WORK TO COMPLETE: Retype the passage on pastors leaving ministry word for word, between "So, all told, I" and "seek other churches.", inclusive.

EXCERPT PROVIDED:
-*-
So, all told, I have personally seen 10 pastors leave ordained ministry. Keep in mind how many years it takes to get into the pastorate: 4 years of undergraduate and 3-4 years of seminary education, which is then often followed by a yearlong internship. A person can spend nearly a decade preparing for the ministry only later to be disqualified or forced to resign for one reason or another. But this isn’t everything. In addition to those who resigned, I also know of others who were fired or forced to resign:

• 2 had their churches implode beneath them and had to seek other churches.
• 1 had a moral failing among his children which forced him to resign
• 1 had a falling-out with his church and had to seek another call

Again, in my relatively short ministry, I have personally known of four of my colleagues who have had significant challenges in their pastorates. The challenges were so severe, it either destroyed their churches, or they were forced to resign.
-*-
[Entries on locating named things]
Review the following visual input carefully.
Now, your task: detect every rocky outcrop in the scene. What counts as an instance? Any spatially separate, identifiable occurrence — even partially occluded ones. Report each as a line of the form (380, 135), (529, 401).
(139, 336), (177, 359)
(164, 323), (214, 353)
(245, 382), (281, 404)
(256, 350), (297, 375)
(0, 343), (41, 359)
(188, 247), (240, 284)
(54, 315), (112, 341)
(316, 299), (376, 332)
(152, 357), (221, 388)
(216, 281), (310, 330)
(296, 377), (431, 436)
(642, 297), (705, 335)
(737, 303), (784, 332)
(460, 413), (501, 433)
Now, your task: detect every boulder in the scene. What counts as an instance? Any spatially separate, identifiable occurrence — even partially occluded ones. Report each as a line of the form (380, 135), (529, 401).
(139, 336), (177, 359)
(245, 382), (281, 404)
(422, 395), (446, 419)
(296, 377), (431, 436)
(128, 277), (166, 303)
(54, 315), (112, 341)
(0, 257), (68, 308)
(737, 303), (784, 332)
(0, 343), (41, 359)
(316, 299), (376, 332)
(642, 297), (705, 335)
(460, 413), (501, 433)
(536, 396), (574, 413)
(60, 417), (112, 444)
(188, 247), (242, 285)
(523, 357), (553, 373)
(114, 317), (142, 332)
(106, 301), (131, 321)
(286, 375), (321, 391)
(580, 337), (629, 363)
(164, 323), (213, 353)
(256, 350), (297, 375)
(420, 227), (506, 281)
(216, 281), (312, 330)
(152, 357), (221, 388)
-*-
COMPLETE RESPONSE:
So, all told, I have personally seen 10 pastors leave ordained ministry. Keep in mind how many years it takes to get into the pastorate: 4 years of undergraduate and 3-4 years of seminary education, which is then often followed by a yearlong internship. A person can spend nearly a decade preparing for the ministry only later to be disqualified or forced to resign for one reason or another. But this isn’t everything. In addition to those who resigned, I also know of others who were fired or forced to resign:

• 2 had their churches implode beneath them and had to seek other churches.